**DIRECTIONS FOR THIS TASK**: Please give the number of lines in the records below that include "flower", with no other output.

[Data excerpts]
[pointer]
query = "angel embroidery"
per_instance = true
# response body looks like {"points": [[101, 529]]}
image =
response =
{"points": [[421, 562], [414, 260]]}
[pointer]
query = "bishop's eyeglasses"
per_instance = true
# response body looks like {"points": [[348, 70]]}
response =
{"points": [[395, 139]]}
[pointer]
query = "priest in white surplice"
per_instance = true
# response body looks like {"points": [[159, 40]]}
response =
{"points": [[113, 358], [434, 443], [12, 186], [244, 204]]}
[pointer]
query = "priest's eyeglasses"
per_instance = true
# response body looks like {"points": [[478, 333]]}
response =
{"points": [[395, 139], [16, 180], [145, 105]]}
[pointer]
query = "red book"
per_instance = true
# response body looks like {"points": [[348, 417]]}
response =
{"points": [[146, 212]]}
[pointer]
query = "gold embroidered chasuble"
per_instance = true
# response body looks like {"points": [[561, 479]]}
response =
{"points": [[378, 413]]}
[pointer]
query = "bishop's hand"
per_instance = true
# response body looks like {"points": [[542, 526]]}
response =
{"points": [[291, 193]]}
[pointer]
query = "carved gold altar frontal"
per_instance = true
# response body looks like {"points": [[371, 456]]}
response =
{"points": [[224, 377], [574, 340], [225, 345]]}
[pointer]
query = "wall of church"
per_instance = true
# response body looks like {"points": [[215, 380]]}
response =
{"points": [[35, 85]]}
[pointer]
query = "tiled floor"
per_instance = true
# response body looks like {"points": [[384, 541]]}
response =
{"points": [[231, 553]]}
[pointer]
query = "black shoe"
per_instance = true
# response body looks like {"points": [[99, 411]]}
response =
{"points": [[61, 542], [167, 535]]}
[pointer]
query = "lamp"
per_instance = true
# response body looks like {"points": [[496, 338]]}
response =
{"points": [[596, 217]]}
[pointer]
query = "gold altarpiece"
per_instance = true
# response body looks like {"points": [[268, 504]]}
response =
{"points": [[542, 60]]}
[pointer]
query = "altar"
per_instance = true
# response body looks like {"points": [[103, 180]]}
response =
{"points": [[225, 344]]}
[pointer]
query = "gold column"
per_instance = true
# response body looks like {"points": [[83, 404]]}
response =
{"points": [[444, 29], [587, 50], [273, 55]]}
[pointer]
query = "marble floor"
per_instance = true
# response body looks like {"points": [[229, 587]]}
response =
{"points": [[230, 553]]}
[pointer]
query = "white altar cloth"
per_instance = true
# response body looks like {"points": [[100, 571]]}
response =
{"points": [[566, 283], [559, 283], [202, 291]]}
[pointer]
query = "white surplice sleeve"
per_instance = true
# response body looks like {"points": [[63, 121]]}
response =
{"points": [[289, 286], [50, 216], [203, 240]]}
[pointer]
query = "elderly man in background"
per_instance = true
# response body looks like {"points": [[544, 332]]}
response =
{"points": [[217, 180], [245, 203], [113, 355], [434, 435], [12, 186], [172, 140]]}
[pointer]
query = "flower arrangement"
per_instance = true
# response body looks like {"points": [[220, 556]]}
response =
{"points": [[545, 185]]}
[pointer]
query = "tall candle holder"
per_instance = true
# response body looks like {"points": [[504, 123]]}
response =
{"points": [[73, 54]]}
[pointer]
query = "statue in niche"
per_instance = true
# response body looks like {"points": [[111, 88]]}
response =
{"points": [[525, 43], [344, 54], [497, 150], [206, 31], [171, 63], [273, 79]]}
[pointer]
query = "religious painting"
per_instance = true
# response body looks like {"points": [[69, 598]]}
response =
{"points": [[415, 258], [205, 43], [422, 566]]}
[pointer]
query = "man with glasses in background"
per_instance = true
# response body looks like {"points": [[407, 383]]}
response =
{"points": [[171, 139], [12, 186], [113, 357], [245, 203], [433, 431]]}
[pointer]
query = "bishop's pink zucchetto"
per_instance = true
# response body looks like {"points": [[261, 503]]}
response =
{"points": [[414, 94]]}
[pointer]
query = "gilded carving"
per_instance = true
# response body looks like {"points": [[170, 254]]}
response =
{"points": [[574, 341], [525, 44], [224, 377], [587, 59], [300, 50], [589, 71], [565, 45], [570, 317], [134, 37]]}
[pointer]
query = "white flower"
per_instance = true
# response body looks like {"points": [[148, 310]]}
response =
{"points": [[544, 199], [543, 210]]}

**COMPLETED TASK**: 2